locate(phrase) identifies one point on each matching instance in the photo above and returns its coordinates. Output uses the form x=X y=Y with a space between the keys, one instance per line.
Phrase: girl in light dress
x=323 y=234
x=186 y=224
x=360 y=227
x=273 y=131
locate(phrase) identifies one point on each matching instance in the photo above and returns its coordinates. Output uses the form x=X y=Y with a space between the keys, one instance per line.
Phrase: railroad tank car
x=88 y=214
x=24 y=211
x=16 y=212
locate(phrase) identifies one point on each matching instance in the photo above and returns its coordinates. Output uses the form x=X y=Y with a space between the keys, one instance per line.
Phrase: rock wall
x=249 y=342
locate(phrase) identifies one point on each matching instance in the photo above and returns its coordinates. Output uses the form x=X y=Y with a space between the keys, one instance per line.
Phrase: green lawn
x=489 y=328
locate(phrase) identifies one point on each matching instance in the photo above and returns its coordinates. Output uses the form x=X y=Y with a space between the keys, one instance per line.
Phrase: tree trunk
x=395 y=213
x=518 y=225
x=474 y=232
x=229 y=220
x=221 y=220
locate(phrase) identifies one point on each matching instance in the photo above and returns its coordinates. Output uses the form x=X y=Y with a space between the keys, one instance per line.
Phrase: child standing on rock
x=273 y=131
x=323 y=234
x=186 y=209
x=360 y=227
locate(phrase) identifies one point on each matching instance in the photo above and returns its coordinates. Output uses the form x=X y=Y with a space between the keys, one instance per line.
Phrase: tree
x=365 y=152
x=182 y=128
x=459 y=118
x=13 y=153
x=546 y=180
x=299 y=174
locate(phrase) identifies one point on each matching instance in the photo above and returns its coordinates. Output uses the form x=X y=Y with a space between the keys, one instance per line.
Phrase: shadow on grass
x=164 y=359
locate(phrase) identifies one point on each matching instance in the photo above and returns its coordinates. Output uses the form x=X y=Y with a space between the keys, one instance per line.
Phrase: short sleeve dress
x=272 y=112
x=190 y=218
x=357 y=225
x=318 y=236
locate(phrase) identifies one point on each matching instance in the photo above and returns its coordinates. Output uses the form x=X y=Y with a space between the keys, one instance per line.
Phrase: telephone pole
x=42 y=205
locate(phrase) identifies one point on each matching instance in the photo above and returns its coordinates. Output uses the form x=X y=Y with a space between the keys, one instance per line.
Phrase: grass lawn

☆ ☆ ☆ ☆

Reúna todas as linhas da listagem acima que contêm a palavra "dress", copiando-as uma abaixo da outra.

Phrase: girl in light dress
Phrase: short sleeve dress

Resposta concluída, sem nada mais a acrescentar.